**Task instructions**:
Extract the full set of records that follows, word for word.

**Information supplied**:
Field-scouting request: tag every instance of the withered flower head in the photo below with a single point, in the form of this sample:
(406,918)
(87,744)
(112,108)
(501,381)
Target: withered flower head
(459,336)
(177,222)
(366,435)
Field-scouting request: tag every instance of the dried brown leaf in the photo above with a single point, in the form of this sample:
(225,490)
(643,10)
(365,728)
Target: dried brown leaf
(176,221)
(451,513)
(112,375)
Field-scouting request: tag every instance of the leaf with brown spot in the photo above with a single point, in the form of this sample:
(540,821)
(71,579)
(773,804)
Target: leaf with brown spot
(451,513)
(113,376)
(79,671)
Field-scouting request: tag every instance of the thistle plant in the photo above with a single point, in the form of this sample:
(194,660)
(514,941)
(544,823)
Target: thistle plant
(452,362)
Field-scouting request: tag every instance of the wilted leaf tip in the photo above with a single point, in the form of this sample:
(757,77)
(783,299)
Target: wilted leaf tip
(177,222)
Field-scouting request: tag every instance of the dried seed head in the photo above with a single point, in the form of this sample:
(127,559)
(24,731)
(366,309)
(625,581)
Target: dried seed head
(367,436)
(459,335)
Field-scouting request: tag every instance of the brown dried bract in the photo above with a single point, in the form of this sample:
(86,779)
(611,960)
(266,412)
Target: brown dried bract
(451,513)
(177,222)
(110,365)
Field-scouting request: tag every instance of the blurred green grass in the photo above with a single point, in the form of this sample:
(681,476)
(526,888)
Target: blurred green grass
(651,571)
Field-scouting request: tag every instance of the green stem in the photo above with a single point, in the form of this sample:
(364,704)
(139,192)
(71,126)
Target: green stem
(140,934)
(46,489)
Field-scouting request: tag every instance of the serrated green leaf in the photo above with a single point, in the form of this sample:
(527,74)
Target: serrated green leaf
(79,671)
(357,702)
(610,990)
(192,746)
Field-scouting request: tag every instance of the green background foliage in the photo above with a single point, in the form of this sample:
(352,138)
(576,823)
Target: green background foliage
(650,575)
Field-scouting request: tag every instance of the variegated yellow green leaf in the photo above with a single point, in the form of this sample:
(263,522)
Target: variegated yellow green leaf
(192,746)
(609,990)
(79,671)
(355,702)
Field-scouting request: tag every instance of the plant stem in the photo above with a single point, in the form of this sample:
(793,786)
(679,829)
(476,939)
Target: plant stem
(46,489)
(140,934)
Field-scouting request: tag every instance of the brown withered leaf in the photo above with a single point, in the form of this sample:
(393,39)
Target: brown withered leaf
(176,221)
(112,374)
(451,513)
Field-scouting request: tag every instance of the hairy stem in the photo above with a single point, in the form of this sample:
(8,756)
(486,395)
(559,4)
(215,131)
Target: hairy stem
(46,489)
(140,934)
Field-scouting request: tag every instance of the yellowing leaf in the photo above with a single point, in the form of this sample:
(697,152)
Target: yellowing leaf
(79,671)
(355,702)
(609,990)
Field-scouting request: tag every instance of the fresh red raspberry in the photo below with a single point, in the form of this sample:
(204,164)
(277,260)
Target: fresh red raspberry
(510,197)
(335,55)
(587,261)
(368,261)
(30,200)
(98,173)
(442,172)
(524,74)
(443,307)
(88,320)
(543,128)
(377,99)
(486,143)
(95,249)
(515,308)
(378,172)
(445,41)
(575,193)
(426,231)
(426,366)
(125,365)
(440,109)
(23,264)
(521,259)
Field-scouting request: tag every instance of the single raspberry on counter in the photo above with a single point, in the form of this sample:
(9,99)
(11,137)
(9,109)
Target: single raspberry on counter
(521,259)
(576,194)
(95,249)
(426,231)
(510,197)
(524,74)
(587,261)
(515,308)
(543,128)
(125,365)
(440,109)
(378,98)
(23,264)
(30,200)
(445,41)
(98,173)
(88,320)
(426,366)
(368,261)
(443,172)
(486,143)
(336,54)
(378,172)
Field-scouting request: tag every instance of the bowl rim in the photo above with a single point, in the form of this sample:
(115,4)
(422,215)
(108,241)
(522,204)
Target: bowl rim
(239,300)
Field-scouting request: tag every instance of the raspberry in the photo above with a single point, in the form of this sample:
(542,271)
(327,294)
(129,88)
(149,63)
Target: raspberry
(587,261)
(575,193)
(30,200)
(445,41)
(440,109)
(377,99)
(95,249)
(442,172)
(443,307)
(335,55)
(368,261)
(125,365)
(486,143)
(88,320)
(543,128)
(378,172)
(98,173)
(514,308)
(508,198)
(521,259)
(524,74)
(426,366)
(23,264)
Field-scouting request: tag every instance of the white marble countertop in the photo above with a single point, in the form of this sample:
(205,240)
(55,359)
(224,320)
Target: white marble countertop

**Final result**:
Field-scouting request: tag every instance of the withered flower head in the photo below with a single point, in the form of this sample:
(406,918)
(87,744)
(112,108)
(501,381)
Target: withered flower head
(459,336)
(177,222)
(366,435)
Field-scouting request: tag every instance of the dried brown leaf in the photo above with a single point, in the form of this sample:
(225,490)
(643,10)
(365,728)
Target: dried brown leaf
(176,221)
(451,513)
(112,375)
Field-scouting request: tag every instance of the leaf with brown spot in the photo above with a single point, in the form of this sample:
(540,821)
(71,579)
(773,804)
Target: leaf with brown spot
(451,513)
(113,376)
(79,671)
Field-scouting request: tag every instance of the thistle plant in the photo above with a single point, in the form of this sample:
(194,660)
(514,941)
(544,823)
Target: thistle plant
(452,362)
Field-scouting request: tag every instance of the wilted leaf tip in the photo above with a single point, in the form of this sample:
(757,77)
(783,299)
Target: wilted leaf tip
(177,222)
Field-scouting request: tag every instance of the dried seed head in the photo above with a single point, in the form of this sample:
(127,559)
(24,731)
(366,309)
(625,581)
Target: dried seed head
(367,436)
(459,335)
Field-scouting request: tag every instance of the brown dried bract in the photo above with a single point, in the form of this sample:
(86,779)
(611,960)
(266,412)
Target: brown dried bract
(451,513)
(177,222)
(110,365)
Field-scouting request: tag every instance of the blurred green grass in the photo above with a single point, in the form of this sample:
(681,476)
(526,888)
Target: blurred green grass
(651,571)
Field-scouting request: tag every instance of the green stem in the photo above with a single point, in the form of this sample:
(364,704)
(139,192)
(71,126)
Target: green stem
(140,934)
(46,489)
Field-scouting request: tag every instance of the serrated green leaf in the photo above with a single point, in the form of this sample:
(527,74)
Target: serrated green leaf
(79,671)
(357,702)
(610,990)
(192,746)
Field-scouting request: tag every instance of the green background foliage in the photo above with a single point, in the form of this sample:
(352,138)
(576,823)
Target: green background foliage
(650,575)
Field-scouting request: tag every instance of the variegated yellow green leaf in the photo above with a single point, in the form of this sample:
(263,522)
Target: variegated yellow green leaf
(192,746)
(609,990)
(79,671)
(355,702)
Field-scouting request: tag every instance of the plant stem in the photo above with a single point, in the form of this sample:
(793,786)
(679,829)
(476,939)
Target: plant stem
(46,489)
(140,934)
Field-scouting request: tag every instance of the brown withered leaf in the photo above with a single point, in the form of this sample:
(393,39)
Target: brown withered leaf
(176,221)
(112,374)
(451,513)
Field-scouting request: tag every instance of the hairy stem in the photo above with a single point, in the form of this sample:
(8,756)
(486,395)
(559,4)
(215,131)
Target: hairy stem
(46,489)
(140,934)
Field-scouting request: tag every instance of the yellowing leaf in the photo above with a single point, in the form of this sample:
(697,152)
Target: yellowing leaf
(79,671)
(355,702)
(609,990)
Field-scouting request: tag every instance of the fresh red raspberry in the photo below with a single point, in the form of this sample:
(204,164)
(277,260)
Target: fresh red raspberry
(510,197)
(335,55)
(587,261)
(368,261)
(30,200)
(98,173)
(442,172)
(524,74)
(443,307)
(88,320)
(543,128)
(377,99)
(486,143)
(95,249)
(515,308)
(378,172)
(445,41)
(575,193)
(426,231)
(426,366)
(125,365)
(440,109)
(23,264)
(521,259)
Field-scouting request: tag every instance of the single raspberry on counter in the photo above with a single point, in the form of this sample:
(9,99)
(11,137)
(9,109)
Target: single raspberry on counter
(521,259)
(576,194)
(95,249)
(426,231)
(510,197)
(524,74)
(587,261)
(515,308)
(543,128)
(125,365)
(440,109)
(378,98)
(23,264)
(30,200)
(445,41)
(98,173)
(88,320)
(426,366)
(368,261)
(443,172)
(486,143)
(336,54)
(378,172)
Field-scouting request: tag every instance of the bowl rim in the photo above with a single point, in the form of this sample:
(115,4)
(422,215)
(108,241)
(522,204)
Target: bowl rim
(239,300)
Field-scouting request: tag every instance of the raspberry in the photo above with a single point, in the form of this sample:
(542,271)
(327,294)
(129,88)
(149,63)
Target: raspberry
(587,261)
(575,193)
(30,200)
(445,41)
(440,109)
(377,99)
(95,249)
(442,172)
(443,307)
(335,55)
(368,261)
(125,365)
(486,143)
(88,320)
(543,128)
(378,172)
(98,173)
(514,308)
(508,198)
(521,259)
(524,74)
(426,366)
(23,264)
Field-scouting request: tag every instance of the white marble countertop in the photo above with a single point, in the form of this sample:
(205,240)
(55,359)
(224,320)
Target: white marble countertop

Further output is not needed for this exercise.